**The exercise:** Please gather every line of the data below that contains the string "white". Case counts when matching.

(Point annotation records)
--

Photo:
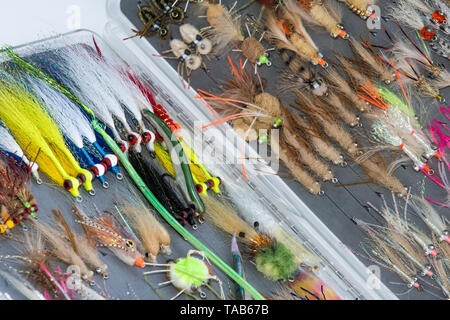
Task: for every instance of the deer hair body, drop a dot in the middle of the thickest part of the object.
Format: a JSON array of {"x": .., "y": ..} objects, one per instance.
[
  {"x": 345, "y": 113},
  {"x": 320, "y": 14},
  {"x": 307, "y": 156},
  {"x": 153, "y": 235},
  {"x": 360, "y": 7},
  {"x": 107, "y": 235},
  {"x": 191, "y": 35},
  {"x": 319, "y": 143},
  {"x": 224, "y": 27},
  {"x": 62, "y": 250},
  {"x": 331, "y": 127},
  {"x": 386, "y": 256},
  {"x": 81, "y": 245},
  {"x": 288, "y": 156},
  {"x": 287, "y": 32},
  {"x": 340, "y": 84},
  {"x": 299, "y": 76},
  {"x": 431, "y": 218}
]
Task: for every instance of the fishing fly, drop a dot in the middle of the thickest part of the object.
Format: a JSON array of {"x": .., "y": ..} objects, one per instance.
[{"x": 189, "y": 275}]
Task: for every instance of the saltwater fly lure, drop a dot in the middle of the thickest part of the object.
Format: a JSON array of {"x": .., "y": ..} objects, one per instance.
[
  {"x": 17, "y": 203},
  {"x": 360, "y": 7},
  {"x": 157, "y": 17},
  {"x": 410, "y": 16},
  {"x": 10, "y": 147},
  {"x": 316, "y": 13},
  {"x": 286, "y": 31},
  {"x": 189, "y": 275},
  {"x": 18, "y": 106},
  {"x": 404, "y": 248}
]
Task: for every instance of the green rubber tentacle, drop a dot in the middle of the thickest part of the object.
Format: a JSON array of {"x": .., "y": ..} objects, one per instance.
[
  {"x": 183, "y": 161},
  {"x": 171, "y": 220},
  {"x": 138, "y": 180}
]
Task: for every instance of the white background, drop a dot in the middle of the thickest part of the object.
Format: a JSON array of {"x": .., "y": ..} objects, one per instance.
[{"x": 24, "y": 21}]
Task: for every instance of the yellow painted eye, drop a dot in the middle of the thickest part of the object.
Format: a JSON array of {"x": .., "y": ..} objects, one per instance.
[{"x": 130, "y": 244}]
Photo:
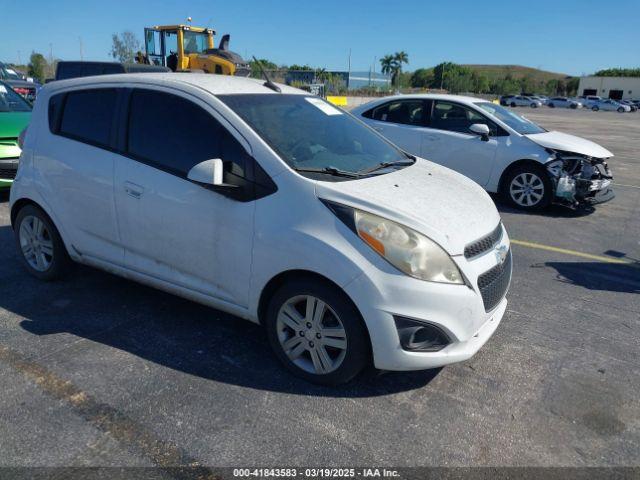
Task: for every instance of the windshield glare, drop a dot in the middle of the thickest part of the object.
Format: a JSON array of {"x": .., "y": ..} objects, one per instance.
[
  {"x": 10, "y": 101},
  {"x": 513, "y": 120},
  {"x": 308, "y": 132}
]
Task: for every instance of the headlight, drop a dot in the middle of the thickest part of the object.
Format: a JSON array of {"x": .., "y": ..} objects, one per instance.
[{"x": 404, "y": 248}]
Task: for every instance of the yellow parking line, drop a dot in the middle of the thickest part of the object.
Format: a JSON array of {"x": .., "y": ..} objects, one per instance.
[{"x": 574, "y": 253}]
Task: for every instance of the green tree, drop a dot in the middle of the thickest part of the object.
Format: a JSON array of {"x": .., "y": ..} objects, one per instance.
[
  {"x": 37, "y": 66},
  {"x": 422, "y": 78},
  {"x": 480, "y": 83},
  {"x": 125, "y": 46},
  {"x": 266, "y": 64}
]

--

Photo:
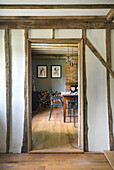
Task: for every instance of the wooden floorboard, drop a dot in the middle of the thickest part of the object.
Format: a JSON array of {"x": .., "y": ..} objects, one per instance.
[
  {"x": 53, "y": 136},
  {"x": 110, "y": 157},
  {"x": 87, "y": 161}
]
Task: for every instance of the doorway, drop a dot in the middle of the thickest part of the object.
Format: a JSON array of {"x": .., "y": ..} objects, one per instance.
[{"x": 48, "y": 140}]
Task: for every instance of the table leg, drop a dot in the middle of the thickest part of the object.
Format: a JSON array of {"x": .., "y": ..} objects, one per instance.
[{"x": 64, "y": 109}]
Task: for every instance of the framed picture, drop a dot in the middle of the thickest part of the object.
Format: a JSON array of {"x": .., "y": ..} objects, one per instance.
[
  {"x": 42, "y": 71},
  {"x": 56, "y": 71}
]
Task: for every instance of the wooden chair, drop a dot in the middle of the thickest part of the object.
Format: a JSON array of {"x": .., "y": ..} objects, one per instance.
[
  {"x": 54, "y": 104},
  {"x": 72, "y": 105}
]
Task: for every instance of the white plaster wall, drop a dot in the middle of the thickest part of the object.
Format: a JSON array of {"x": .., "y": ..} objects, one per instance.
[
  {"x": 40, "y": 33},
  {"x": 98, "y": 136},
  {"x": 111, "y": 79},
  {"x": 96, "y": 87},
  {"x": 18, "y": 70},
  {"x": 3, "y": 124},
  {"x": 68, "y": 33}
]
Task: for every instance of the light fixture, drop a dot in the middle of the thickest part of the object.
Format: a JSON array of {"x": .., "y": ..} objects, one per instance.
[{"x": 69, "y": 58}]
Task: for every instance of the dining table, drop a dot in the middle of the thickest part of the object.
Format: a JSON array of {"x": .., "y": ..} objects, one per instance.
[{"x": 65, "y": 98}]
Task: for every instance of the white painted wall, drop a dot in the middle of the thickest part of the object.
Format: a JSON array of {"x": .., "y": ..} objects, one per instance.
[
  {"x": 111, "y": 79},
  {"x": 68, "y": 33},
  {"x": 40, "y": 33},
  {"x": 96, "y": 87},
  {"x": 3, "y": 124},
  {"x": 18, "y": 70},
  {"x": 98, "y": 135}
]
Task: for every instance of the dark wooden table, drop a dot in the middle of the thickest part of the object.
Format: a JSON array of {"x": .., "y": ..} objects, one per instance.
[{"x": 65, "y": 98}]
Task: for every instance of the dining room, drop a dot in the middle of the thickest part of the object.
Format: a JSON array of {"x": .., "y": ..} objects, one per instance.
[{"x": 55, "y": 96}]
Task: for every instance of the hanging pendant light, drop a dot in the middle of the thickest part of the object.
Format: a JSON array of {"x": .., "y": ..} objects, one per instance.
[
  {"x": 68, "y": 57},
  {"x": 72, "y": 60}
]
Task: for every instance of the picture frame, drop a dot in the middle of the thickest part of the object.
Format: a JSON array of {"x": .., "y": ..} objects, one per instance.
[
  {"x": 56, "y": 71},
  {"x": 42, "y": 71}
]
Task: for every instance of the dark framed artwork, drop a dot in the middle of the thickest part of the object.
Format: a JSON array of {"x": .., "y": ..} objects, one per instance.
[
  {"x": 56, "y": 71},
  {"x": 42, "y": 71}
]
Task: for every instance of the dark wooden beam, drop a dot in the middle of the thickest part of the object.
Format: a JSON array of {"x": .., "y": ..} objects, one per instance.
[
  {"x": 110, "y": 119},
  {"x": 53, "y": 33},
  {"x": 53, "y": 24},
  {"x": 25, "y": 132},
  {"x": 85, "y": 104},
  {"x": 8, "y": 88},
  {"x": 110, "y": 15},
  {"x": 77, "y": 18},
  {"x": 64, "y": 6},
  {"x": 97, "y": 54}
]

--

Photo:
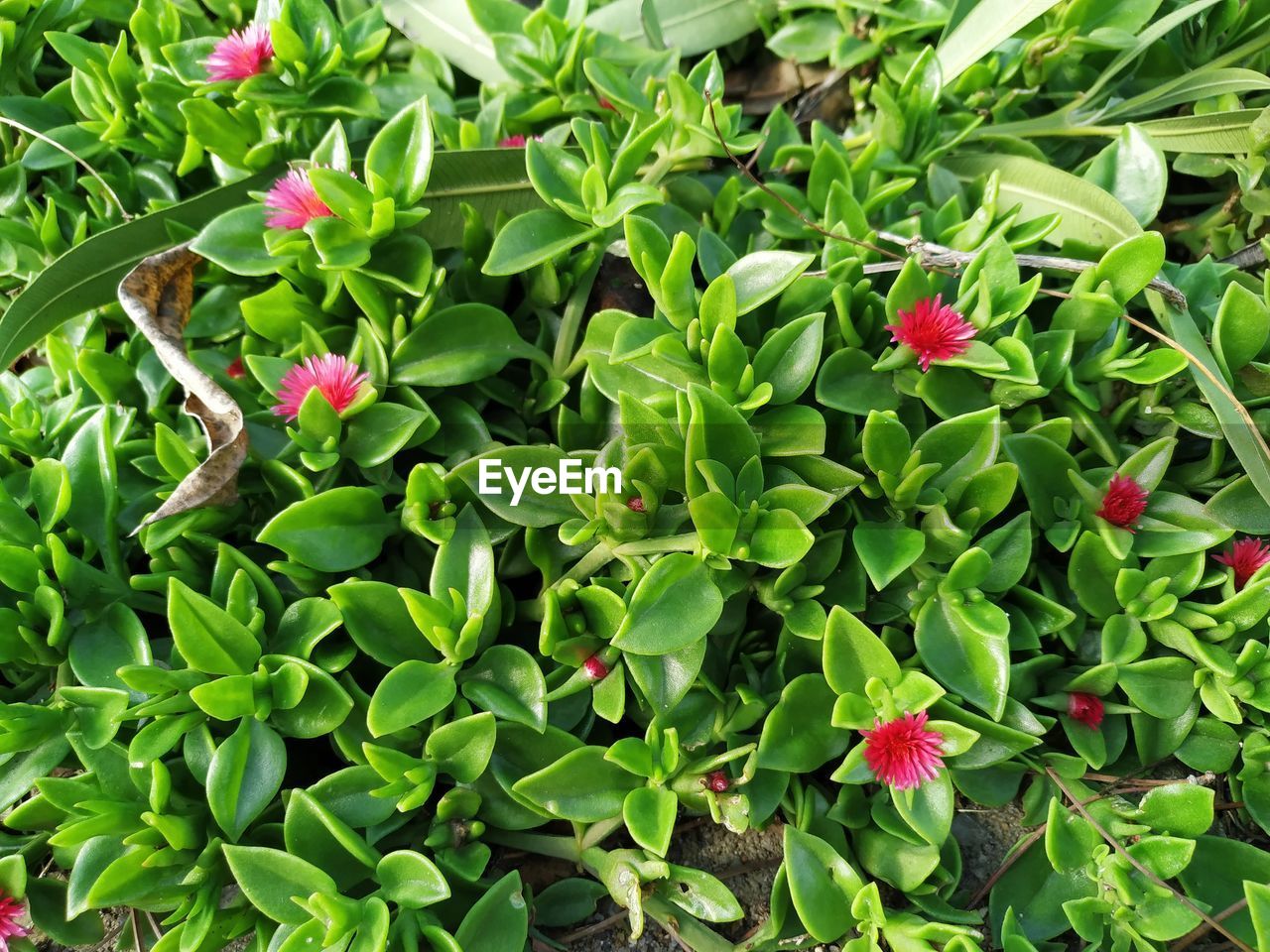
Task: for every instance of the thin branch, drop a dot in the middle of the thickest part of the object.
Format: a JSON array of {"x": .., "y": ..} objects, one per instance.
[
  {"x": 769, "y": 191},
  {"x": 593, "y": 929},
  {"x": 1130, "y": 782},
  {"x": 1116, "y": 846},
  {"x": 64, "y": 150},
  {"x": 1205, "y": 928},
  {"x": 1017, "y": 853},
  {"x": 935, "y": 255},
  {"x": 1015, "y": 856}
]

--

**Solution:**
Task: for every instance of the white background, drop a dot in the middle of the thickest part of the object.
Task: for every instance of the white plaster wall, drop a dot in the middle of the thickest part of the object.
Task: for every instance of the white painted wall, drop a dot in the middle of the thickest part of the object.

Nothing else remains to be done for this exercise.